- [PROVIDED RECORDS]
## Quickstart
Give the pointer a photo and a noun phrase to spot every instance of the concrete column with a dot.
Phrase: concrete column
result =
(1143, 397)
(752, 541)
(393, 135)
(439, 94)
==
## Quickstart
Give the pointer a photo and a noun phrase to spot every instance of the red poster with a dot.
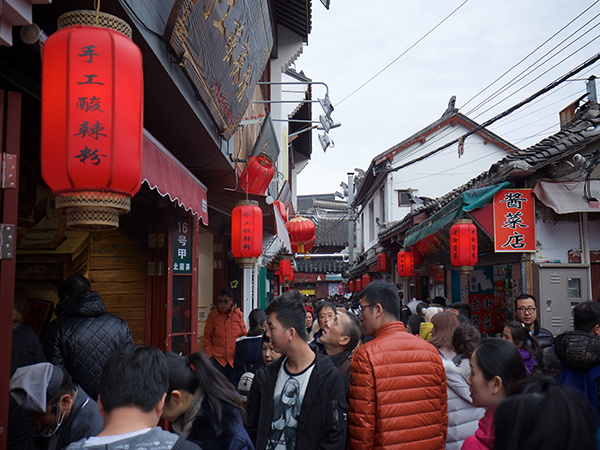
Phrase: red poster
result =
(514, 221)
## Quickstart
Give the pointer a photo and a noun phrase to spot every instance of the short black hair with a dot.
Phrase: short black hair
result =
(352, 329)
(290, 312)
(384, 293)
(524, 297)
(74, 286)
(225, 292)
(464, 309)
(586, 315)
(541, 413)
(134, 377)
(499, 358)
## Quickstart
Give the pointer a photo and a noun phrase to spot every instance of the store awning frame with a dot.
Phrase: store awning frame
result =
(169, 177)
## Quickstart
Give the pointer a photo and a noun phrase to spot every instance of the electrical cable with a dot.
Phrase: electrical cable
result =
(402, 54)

- [TASK TO CARRY OUT] How many lines in the records above contain the string "electrical"? Matching is case-sensitive. Give only the number.

- [THE COMPLETED TASK] 2